Object position labeling entries:
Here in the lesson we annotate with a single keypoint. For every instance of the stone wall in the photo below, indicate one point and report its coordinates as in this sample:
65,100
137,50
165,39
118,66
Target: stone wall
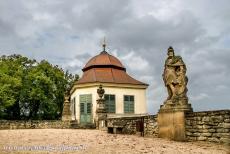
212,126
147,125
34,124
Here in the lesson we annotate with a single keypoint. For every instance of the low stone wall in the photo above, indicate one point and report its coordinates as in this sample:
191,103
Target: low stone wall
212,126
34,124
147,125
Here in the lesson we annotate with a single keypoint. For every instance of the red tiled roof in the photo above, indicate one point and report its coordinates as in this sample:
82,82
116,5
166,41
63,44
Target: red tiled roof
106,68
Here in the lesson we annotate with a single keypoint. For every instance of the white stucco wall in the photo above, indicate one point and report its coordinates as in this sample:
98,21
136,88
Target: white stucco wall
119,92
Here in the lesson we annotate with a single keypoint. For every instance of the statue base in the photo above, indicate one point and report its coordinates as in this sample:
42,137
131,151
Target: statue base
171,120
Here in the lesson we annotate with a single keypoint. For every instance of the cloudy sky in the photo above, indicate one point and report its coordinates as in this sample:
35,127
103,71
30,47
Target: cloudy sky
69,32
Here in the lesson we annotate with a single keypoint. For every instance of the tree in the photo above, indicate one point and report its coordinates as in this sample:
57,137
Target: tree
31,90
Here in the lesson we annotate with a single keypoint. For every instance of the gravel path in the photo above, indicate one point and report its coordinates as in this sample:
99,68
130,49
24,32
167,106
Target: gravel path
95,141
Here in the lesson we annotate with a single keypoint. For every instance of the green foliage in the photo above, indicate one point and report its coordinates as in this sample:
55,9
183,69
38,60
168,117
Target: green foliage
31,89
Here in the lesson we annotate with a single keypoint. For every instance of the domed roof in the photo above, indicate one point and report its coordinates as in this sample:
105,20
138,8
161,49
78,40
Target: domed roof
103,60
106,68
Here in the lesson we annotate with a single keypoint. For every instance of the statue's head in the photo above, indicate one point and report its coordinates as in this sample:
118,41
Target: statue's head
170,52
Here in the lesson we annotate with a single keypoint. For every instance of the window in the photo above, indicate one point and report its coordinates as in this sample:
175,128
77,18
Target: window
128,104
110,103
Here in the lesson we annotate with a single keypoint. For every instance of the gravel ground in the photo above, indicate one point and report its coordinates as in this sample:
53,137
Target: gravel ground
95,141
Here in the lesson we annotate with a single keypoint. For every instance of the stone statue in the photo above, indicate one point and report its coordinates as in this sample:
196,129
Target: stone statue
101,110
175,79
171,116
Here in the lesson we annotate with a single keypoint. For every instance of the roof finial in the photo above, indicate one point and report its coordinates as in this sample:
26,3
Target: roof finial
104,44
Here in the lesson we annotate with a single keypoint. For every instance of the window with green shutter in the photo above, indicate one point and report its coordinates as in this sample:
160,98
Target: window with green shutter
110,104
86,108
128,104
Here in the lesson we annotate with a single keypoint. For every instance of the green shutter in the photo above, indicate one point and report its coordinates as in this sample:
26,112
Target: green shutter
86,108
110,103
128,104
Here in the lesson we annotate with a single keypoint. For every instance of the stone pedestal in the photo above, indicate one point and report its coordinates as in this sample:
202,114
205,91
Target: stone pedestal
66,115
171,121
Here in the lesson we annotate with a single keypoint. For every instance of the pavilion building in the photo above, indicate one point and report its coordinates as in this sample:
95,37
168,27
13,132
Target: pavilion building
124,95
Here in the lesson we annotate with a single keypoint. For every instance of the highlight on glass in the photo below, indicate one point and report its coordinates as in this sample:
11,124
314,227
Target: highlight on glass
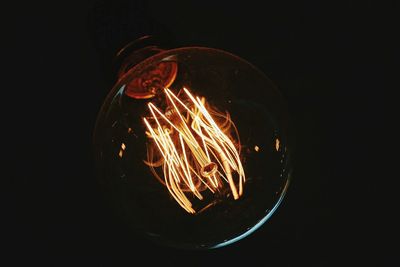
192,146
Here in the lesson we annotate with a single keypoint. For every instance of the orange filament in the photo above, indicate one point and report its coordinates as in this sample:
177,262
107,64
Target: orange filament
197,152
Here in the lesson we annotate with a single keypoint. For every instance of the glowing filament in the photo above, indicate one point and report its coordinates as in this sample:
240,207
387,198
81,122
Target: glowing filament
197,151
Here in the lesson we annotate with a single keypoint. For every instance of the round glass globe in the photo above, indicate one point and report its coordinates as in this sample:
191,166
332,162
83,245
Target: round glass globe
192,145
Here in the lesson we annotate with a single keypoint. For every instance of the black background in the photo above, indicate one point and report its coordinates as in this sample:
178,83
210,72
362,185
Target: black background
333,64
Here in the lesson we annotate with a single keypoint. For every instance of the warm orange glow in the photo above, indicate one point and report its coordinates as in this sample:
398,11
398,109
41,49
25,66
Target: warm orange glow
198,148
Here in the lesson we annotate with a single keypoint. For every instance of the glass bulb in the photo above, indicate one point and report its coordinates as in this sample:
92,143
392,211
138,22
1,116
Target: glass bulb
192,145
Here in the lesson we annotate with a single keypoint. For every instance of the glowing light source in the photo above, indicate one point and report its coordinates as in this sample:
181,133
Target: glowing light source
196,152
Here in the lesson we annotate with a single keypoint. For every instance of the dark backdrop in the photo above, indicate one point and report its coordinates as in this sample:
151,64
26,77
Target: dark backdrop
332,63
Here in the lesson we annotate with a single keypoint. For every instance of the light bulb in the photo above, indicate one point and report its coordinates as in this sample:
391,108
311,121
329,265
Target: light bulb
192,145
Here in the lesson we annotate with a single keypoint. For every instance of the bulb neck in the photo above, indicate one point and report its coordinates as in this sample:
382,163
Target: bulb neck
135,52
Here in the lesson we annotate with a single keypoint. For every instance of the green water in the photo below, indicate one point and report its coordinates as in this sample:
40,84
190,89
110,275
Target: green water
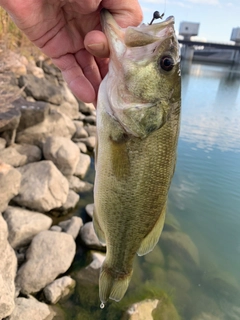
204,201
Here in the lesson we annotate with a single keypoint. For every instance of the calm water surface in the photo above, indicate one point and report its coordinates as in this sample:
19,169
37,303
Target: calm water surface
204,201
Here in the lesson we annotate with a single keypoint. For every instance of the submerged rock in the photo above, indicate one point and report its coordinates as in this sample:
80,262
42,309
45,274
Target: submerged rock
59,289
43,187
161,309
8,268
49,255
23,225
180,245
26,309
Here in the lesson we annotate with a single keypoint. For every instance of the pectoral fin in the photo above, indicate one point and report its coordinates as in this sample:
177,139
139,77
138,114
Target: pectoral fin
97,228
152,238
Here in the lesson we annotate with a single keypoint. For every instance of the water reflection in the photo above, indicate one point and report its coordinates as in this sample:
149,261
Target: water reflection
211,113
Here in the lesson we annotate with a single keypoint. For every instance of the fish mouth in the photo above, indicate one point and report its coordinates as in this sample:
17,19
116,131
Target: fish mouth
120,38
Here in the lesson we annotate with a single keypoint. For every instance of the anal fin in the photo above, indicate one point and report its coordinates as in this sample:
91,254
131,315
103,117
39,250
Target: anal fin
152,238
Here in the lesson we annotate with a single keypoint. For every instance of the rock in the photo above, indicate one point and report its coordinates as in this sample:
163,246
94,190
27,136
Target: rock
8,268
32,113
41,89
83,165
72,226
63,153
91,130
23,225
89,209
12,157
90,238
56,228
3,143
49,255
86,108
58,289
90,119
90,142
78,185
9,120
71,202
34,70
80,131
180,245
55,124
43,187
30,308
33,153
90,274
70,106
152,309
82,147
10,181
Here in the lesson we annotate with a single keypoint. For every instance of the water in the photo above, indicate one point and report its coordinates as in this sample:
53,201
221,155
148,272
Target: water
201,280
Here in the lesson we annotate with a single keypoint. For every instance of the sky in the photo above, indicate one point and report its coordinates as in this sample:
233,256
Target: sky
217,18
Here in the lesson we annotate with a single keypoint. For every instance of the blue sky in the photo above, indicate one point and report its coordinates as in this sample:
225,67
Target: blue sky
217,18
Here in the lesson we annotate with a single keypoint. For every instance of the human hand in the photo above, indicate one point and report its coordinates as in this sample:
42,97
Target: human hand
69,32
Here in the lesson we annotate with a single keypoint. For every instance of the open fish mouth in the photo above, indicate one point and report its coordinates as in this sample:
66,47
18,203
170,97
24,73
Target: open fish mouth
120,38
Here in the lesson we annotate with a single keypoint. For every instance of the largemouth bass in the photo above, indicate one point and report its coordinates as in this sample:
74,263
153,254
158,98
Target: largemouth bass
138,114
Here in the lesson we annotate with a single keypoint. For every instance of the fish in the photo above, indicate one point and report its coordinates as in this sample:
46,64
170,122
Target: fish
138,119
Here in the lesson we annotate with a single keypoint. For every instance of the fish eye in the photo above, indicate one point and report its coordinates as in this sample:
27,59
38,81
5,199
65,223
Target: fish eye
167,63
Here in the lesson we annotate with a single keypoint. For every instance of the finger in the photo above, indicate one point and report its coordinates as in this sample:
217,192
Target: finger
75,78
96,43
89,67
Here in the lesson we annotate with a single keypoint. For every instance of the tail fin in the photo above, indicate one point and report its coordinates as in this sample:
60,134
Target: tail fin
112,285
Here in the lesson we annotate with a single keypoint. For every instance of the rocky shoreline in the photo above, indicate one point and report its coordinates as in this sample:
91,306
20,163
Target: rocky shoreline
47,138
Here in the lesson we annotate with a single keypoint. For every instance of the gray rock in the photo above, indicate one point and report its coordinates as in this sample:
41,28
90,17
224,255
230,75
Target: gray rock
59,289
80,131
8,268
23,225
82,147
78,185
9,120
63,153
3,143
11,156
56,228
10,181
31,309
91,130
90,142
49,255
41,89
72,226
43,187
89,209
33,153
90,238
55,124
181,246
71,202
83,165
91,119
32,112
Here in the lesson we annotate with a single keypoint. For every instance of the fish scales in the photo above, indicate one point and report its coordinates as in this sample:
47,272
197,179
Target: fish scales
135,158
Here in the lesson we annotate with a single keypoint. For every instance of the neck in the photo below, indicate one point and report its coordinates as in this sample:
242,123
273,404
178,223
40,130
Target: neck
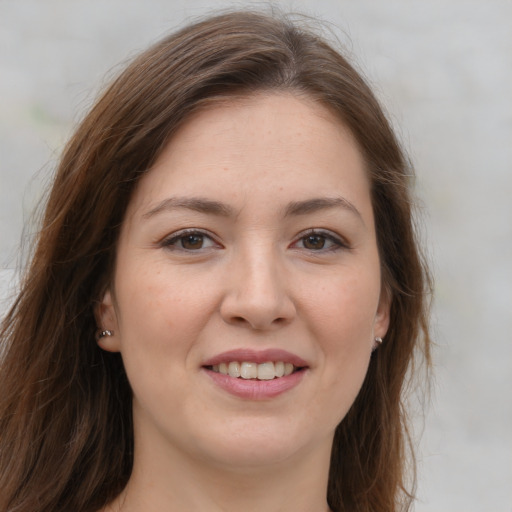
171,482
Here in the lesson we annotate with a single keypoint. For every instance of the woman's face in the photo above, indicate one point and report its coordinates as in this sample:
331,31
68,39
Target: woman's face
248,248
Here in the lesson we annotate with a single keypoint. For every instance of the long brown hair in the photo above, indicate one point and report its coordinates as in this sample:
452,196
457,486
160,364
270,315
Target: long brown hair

§ JOB
Give back the lines of the listing from the one with "of the woman's" through the end, both included, exactly as written and with nothing added.

§ EXPECTED ANSWER
Here in the lesson we annotate with a single keypoint. For every instance of the woman's face in the photo above, indicate one point and report its coordinates as in this sample:
331,31
68,39
Target: woman's face
248,248
Here in the lesson we annotate with a single keypoint. For every instance of the long brown hair in the photo above, indicate one point and report its coordinates as in this sample:
452,196
457,486
160,364
270,315
Target: long brown hair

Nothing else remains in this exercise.